[Data extracted from a collection]
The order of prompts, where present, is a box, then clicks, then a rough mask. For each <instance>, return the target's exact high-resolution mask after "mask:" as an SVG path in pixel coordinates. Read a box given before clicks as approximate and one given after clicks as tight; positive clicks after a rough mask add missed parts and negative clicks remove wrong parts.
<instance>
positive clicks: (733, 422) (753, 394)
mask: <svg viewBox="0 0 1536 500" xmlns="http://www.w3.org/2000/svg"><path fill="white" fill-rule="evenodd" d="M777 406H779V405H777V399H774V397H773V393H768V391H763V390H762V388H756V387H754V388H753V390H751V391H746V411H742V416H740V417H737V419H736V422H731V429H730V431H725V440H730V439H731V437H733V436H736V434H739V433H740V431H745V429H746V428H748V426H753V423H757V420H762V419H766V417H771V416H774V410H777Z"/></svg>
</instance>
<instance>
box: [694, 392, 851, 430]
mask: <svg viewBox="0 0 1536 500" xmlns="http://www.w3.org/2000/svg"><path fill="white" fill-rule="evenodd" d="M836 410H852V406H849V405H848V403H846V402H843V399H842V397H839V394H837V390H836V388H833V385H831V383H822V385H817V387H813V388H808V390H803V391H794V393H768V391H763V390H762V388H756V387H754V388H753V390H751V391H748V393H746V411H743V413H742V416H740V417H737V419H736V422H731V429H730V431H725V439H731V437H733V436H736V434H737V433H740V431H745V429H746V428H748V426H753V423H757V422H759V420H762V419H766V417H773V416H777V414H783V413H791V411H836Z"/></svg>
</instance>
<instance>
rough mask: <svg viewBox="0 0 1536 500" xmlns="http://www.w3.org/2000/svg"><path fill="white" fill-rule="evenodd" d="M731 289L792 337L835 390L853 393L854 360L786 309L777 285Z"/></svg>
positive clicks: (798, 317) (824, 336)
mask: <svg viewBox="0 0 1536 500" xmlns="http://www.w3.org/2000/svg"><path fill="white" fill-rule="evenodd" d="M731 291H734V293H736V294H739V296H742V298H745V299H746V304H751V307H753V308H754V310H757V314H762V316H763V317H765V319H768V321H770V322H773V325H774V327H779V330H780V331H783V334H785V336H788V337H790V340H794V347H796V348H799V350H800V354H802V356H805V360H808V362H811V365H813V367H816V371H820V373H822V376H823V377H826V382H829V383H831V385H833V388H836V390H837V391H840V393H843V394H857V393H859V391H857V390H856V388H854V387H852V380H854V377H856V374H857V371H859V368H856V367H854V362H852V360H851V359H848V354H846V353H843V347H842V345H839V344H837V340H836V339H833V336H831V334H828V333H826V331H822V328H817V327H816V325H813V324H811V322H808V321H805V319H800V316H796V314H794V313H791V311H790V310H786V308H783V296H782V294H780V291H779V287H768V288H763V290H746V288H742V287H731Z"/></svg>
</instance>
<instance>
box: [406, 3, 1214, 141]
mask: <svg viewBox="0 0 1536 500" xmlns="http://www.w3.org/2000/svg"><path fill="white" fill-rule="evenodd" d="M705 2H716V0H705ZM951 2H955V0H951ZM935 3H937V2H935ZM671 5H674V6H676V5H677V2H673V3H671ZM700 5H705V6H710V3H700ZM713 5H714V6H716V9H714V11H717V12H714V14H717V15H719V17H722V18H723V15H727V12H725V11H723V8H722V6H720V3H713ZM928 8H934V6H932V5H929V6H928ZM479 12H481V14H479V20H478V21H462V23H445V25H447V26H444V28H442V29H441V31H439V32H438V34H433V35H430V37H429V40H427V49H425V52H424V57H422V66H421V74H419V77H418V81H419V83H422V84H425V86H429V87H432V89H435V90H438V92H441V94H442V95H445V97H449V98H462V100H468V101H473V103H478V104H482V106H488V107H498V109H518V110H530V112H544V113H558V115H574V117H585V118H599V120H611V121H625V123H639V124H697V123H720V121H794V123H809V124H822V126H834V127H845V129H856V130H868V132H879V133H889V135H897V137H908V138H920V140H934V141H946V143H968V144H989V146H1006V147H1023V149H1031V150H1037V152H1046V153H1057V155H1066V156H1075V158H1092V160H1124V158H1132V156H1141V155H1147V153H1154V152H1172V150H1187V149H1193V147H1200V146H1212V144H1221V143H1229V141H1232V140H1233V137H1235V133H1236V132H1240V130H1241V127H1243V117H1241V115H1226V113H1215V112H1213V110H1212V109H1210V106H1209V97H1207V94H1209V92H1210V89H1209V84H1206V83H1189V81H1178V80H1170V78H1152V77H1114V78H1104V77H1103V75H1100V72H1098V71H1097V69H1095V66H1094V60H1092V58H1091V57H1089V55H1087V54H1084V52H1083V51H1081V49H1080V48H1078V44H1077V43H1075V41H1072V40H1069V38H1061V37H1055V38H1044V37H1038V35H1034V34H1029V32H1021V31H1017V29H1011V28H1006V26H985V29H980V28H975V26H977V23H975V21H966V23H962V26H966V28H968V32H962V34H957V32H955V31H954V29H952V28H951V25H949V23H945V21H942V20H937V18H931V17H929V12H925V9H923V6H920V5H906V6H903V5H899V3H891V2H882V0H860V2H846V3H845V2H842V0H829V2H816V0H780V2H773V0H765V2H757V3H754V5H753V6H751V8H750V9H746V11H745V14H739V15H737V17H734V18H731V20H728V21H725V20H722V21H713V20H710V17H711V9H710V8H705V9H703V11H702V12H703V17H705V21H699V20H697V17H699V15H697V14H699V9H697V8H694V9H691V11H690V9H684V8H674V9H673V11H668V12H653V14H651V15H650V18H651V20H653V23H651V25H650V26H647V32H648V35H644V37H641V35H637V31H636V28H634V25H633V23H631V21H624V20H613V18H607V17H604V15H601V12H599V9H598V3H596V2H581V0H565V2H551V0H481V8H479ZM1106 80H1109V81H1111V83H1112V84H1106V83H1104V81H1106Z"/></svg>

What the task asks >>
The expected output is every record, repeated exactly.

Answer space >>
The order of prompts, where present, is a box, then clicks, then a rough mask. For each <instance>, return the target's exact high-resolution mask after "mask:" as an SVG path in pixel coordinates. Read a box given before clicks as approximate and one given after clicks as tight; positive clicks after a rough mask add missed parts and negative clicks remove wrong parts.
<instance>
positive clicks: (733, 422) (753, 394)
mask: <svg viewBox="0 0 1536 500" xmlns="http://www.w3.org/2000/svg"><path fill="white" fill-rule="evenodd" d="M777 406H779V405H777V399H774V397H773V393H768V391H763V390H762V388H756V387H754V388H753V390H751V391H746V411H742V416H740V417H737V419H736V422H731V429H730V431H725V440H730V439H731V437H733V436H736V434H739V433H740V431H745V429H746V428H748V426H753V423H757V420H762V419H766V417H771V416H774V410H777Z"/></svg>
</instance>
<instance>
box: [694, 392, 851, 430]
mask: <svg viewBox="0 0 1536 500" xmlns="http://www.w3.org/2000/svg"><path fill="white" fill-rule="evenodd" d="M836 410H852V406H849V405H848V403H846V402H843V399H842V397H839V394H837V390H836V388H833V385H831V383H822V385H817V387H813V388H808V390H803V391H794V393H768V391H763V390H762V388H756V387H754V388H753V390H751V391H748V393H746V411H743V413H742V416H740V417H737V419H736V422H731V429H730V431H725V439H731V437H733V436H736V434H737V433H740V431H745V429H746V428H748V426H753V423H757V422H759V420H762V419H766V417H773V416H777V414H783V413H791V411H836Z"/></svg>
</instance>
<instance>
rough mask: <svg viewBox="0 0 1536 500" xmlns="http://www.w3.org/2000/svg"><path fill="white" fill-rule="evenodd" d="M731 289L792 337L835 390L853 393L854 360L786 309L777 285Z"/></svg>
positive clicks: (798, 317) (824, 336)
mask: <svg viewBox="0 0 1536 500" xmlns="http://www.w3.org/2000/svg"><path fill="white" fill-rule="evenodd" d="M731 291H734V293H736V294H739V296H742V298H745V299H746V304H751V307H753V308H754V310H757V314H762V316H763V317H765V319H768V321H770V322H773V325H774V327H779V330H780V331H783V334H785V336H788V337H790V340H794V347H796V348H799V350H800V354H802V356H805V360H808V362H811V365H813V367H816V371H820V373H822V376H823V377H826V382H829V383H831V385H833V388H836V390H837V391H840V393H843V394H857V393H859V391H857V390H856V388H854V387H852V380H854V377H856V374H857V371H859V368H856V367H854V362H852V360H851V359H848V354H846V353H843V347H842V345H839V344H837V340H836V339H833V336H831V334H828V333H826V331H822V328H817V327H816V325H813V324H811V322H808V321H805V319H800V316H796V314H794V313H791V311H790V310H786V308H783V296H782V294H780V291H779V287H768V288H763V290H746V288H742V287H731Z"/></svg>
</instance>
<instance>
box: [406, 3, 1214, 141]
mask: <svg viewBox="0 0 1536 500" xmlns="http://www.w3.org/2000/svg"><path fill="white" fill-rule="evenodd" d="M705 2H716V0H705ZM951 2H955V0H951ZM935 3H937V2H935ZM671 5H674V6H676V5H677V2H673V3H671ZM700 5H705V6H710V3H700ZM713 5H714V6H716V9H714V11H717V12H714V14H717V15H719V17H722V18H723V15H727V12H725V11H723V8H722V6H720V3H713ZM928 8H934V6H932V5H929V6H928ZM479 12H481V14H479V20H478V21H462V23H445V25H447V26H444V28H442V29H441V31H439V32H438V34H433V35H430V37H429V40H427V49H425V52H424V57H422V66H421V74H419V77H418V81H419V83H422V84H425V86H429V87H432V89H435V90H438V92H441V94H442V95H445V97H449V98H462V100H468V101H473V103H478V104H482V106H488V107H498V109H518V110H530V112H544V113H558V115H574V117H585V118H599V120H611V121H625V123H639V124H697V123H720V121H794V123H809V124H822V126H834V127H845V129H856V130H868V132H879V133H889V135H897V137H908V138H920V140H934V141H946V143H968V144H989V146H1006V147H1023V149H1031V150H1037V152H1046V153H1057V155H1066V156H1075V158H1092V160H1124V158H1132V156H1141V155H1147V153H1154V152H1172V150H1187V149H1193V147H1200V146H1212V144H1221V143H1229V141H1232V140H1233V137H1235V133H1236V132H1240V130H1241V127H1243V117H1241V115H1226V113H1215V112H1213V110H1212V109H1210V106H1209V97H1207V94H1209V92H1210V89H1209V84H1206V83H1189V81H1178V80H1170V78H1152V77H1114V78H1104V77H1103V75H1100V72H1098V71H1097V69H1095V66H1094V60H1092V58H1091V57H1089V55H1087V54H1084V52H1083V51H1081V49H1080V48H1078V44H1077V43H1075V41H1072V40H1069V38H1061V37H1055V38H1044V37H1038V35H1034V34H1029V32H1021V31H1017V29H1011V28H1006V26H985V29H980V28H975V26H977V23H975V21H966V23H962V26H966V28H968V32H962V34H957V32H955V31H954V29H952V28H951V25H949V23H945V21H942V20H937V18H931V17H929V12H925V9H923V6H920V5H906V6H903V5H899V3H891V2H882V0H860V2H846V3H845V2H842V0H829V2H816V0H780V2H773V0H765V2H757V3H754V5H753V6H751V8H750V9H746V11H745V14H739V15H737V17H734V18H731V20H728V21H725V20H722V21H713V20H710V17H711V9H710V8H705V9H703V11H702V12H703V17H705V21H699V20H697V17H699V15H697V14H699V9H697V8H694V9H691V11H690V9H684V8H674V9H673V11H668V12H653V14H651V15H650V18H651V20H653V23H651V25H650V26H647V32H648V35H644V37H641V35H637V31H636V28H634V25H633V23H631V21H624V20H613V18H607V17H604V15H601V12H599V9H598V3H596V2H581V0H565V2H551V0H481V8H479ZM1106 80H1109V81H1111V83H1112V84H1106V83H1104V81H1106Z"/></svg>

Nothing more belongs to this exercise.